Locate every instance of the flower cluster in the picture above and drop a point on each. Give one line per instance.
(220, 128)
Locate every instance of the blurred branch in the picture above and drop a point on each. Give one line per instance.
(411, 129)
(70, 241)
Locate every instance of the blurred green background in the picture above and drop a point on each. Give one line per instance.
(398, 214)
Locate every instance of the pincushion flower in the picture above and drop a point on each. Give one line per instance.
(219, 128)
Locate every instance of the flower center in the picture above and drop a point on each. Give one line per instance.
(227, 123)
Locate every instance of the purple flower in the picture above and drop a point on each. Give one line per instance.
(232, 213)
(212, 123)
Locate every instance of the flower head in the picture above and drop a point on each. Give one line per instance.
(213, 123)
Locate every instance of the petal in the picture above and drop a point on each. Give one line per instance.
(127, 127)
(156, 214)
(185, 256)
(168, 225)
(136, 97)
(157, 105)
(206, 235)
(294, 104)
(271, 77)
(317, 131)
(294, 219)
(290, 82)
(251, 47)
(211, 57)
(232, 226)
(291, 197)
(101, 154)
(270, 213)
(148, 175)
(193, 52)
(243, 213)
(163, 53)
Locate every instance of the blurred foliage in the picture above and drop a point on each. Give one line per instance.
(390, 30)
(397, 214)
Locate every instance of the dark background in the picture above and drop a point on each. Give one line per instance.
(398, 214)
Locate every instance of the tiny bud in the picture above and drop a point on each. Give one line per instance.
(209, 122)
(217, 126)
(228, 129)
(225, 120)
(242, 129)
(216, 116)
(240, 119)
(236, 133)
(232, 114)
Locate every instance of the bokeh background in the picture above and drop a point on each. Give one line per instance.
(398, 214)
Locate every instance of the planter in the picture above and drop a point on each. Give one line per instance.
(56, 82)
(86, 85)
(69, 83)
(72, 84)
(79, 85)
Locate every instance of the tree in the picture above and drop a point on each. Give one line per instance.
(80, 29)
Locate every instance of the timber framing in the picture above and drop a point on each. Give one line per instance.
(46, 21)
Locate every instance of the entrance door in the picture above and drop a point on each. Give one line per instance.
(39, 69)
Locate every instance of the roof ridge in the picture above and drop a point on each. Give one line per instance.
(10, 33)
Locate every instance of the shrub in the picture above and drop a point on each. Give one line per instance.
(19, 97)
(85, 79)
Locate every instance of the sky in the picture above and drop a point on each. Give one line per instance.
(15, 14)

-- AIM OF THE EXERCISE --
Retype the records in full. Keep every line identical to the original.

-- ANSWER AREA --
Locate every instance of the flower cluster in the picture above and drop a point on each. Give one line per instance.
(220, 128)
Locate every instance of the blurred branch in the picture above and drop a point on each. Give one line per instance.
(411, 129)
(70, 241)
Locate every instance of the blurred green background in the picture above and drop a point on each. Give one line per instance.
(398, 214)
Locate every instance of the pincushion flower in the picture above and drop a point on each. Give one line per instance.
(219, 128)
Locate every instance of the flower center in the picture above and drop a point on each. Give one line per instance.
(227, 123)
Locate every instance of the purple flower in the picture above and drop a point on each. Give one line per instance.
(232, 213)
(212, 123)
Locate every instance of the flower head in the picture above and drop a point on each. Give one line per instance.
(213, 123)
Locate every instance of the petal in the picture above and drop a point on each. Give one line per instance.
(127, 127)
(156, 214)
(185, 256)
(168, 225)
(136, 97)
(157, 105)
(206, 235)
(294, 104)
(271, 77)
(317, 131)
(294, 219)
(290, 82)
(251, 47)
(211, 57)
(232, 226)
(291, 197)
(101, 154)
(270, 213)
(148, 175)
(193, 52)
(243, 213)
(163, 53)
Locate every instance of the blurred foliage in the picture above and drop a point on each. Give one line per instance.
(390, 30)
(397, 214)
Locate every instance of the dark background in the picture above and drop a point on each. Give one line per instance.
(398, 214)
Locate every instance of the tiny bud in the picture above and drop a point on each. Give one line per instance.
(209, 122)
(217, 126)
(228, 129)
(225, 120)
(242, 129)
(216, 116)
(240, 119)
(236, 133)
(232, 114)
Locate every instance of the bokeh background in the picture above and drop a point on each. Give one line per instance.
(398, 214)
Locate every instance of the planter in the picture above and drop a point on each. Give one line per instance.
(56, 82)
(86, 85)
(69, 83)
(72, 84)
(79, 85)
Locate every instance of the tree in the picture above and drop a point on each. Give one line per instance.
(80, 29)
Locate every instance of the timber framing in the picture above and drop a point on each. Give one line per instance.
(46, 21)
Locate every instance of the entrance door in the picture above and drop a point on each. Give one line per instance.
(39, 69)
Locate every instance of the roof ridge in the picture above and drop a point on each. Give one line per instance.
(10, 33)
Locate every instance of the shrub in the picture above and drop a point on each. Give one line per instance.
(19, 97)
(85, 79)
Locate every instance of the sky in the picture above and drop a point on each. Give one line per instance.
(15, 14)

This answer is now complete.